■ Source document
South gets tiny slice of infrastructure spend

RMA Reform Minister Chris Bishop. Photo: RNZ
Minster of Infrastructure Chris Bishop. Photo: RNZ
The South has less than 5% of the total infrastructure spend the country wants over the next 30 years.

Minster of Infrastructure Chris Bishop yesterday released the National Infrastructure Plan, which outlines the next 30 years of infrastructure projects.

The lengthy report says the country has spent a lot of money on infrastructure, but has not done it smartly and well. It questions the funding for major land transport projects and suggests funds should be targeting healthcare and electricity in the future.

The report was prepared by the Infrastructure Commission.

It said New Zealand invested about 5.8% of gross domestic product (GDP) annually on infrastructure over the past 20 years, one of the top spending countries in the OECD.

"Yet we rank towards the bottom for efficiency, or ‘bang for buck’. Having a small population spread across challenging terrain doesn’t help, but we also put hurdles in our way," the report said.

"Consenting alone costs infrastructure projects $1.3 billion each year. Too often, projects are announced without going through a proper planning process, and maintenance gets routinely deferred in favour of the ‘new and shiny’."

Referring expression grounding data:
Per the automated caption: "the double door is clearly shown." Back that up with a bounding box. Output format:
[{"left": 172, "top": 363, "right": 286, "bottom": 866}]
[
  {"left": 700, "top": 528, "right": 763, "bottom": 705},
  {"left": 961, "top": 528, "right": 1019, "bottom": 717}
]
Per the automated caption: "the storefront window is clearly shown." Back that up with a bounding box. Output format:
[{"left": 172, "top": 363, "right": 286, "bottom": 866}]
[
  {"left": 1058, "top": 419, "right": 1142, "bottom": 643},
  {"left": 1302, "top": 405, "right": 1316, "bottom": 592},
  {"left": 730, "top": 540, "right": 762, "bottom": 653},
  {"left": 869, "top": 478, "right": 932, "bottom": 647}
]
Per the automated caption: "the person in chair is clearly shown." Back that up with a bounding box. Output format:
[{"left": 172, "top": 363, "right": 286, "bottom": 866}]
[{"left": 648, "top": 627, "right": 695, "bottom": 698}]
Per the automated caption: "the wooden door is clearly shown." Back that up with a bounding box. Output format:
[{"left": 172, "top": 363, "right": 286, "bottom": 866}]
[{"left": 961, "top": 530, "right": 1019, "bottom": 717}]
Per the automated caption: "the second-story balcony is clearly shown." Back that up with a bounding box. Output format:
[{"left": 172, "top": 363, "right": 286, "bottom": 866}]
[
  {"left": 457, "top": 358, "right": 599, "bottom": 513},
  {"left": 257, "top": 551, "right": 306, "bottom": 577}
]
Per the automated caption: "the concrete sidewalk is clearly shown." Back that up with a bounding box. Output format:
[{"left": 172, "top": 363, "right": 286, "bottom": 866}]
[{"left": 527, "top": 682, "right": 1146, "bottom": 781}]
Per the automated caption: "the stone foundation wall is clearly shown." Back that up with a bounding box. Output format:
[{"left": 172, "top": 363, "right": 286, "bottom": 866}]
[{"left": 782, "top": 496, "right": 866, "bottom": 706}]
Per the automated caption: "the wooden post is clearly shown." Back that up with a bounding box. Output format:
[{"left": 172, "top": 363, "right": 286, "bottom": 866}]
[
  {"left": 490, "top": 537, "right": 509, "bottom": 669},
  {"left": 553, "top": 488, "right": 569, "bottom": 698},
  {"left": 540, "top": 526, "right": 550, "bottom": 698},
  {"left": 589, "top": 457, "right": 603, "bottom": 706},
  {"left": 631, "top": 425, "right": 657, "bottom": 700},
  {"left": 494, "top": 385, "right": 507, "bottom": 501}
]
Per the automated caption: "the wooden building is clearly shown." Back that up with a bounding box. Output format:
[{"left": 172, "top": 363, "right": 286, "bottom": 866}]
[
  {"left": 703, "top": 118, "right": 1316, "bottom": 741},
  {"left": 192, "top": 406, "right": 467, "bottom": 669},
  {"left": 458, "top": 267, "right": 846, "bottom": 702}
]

■ Problem requirements
List every organization named in the article about the South's share of infrastructure spending.

■ Reply to the exercise
RNZ, the Infrastructure Commission, and the OECD.